Excerto de origem.
:::

O método arquitectónico-cinematográfico de Luís Urbano obtém neste filme um esclarecimento particularmente evidente. Já vimos, em Sizígia, como ele cumpre o
prometido e cruza procedimentos de cinema actualizados com a semântica e a sintaxe da arquitectura que revisita. Mas faltou-nos, na análise anterior, relevar a estratégia específica e distintiva de que ele se serve para manifestar a arquitectura sem a filmar: sem a reduzir a fundo de cenário de uma ficção, nem a focar como estrela principal de um documentário aplicadamente didáctico (e nisso retomando também o abandono, pelas Novas Vagas, quer da distinção categorial entre documentário e ficção, quer do primado da estrutura narrativa como paradigma de significação do mundo).
O cineasta da Ruptura vai, sim, instalando um fio muito, muito ténue de acções e linhas de acção de personagens indeterminados, que a câmara acompanha nas suas deambulações necessárias pelo espaço e de acordo com o espaço, acenando-nos com um MacGuffin absolutamente elusivo que nos põe no encalço vão de uma história que procuramos debalde reconstituir como aqueles fios labirínticos do jogo do cordel mas que permanecerão soltos e irrecuperáveis no final (e levando à 'sizígia', ao extremo, o célebre estratagema hitchcockiano, igualmente próprio dessa época, que lhe permitia sabotar por dentro todas as promessas da modernidade sem ninguém dar por isso).
O modo como esses personagens se movem; o modo como o filme se faz filme, se constrói (na sua atenção à montagem e na sua atenção ao plano, ultrapassando as dicotomias bazinianas e as oposições entre Tarkovsky e Eisenstein), e o modo como a casa se revela (aos ditos movimentos não-narrativos dos personagens e aos tais processos indirectos do filme, evitando narrativizar o espaço arquitectónico e recusando submetê-lo enquanto obra temporal ao acabamento imagético e imaginário de um filme 'concludente'), são homólogos, partilham uma homologia profunda.
O que se passava com o funcionário da piscina? Ele deambulava entre os três tempos do tempo enquanto trabalhava, coleccionava verões enquanto calibrava as águas, e dessa maneira a piscina pode aparecer como arquitectura do mar e da terra, do passado e do presente, dos muros e das pessoas, da técnica e do prazer, estática e dinâmica, temporal e espacial, material e imaterial, inerte e viva.

:::

Trabalho pedido.
1. Responda com base no excerto:
(a) Em que filme de Luís Urbano já se tinha visto o seu método cruzar procedimentos de cinema com a arquitetura?
(b) Com que adjetivo é qualificado o célebre estratagema que o filme leva ao extremo?
(c) O que coleccionava o funcionário da piscina enquanto calibrava as águas?
2. Extraia do excerto, por favor, tudo o que vai desde "O que se passava" até "inerte e viva.".

Material fornecido.
:::

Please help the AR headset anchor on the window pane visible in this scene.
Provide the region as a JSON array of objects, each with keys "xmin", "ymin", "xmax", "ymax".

:::

Respostas corretas.
1.
(a) Sizígia.
(b) Hitchcockiano.
(c) Verões.

2.
O que se passava com o funcionário da piscina? Ele deambulava entre os três tempos do tempo enquanto trabalhava, coleccionava verões enquanto calibrava as águas, e dessa maneira a piscina pode aparecer como arquitectura do mar e da terra, do passado e do presente, dos muros e das pessoas, da técnica e do prazer, estática e dinâmica, temporal e espacial, material e imaterial, inerte e viva.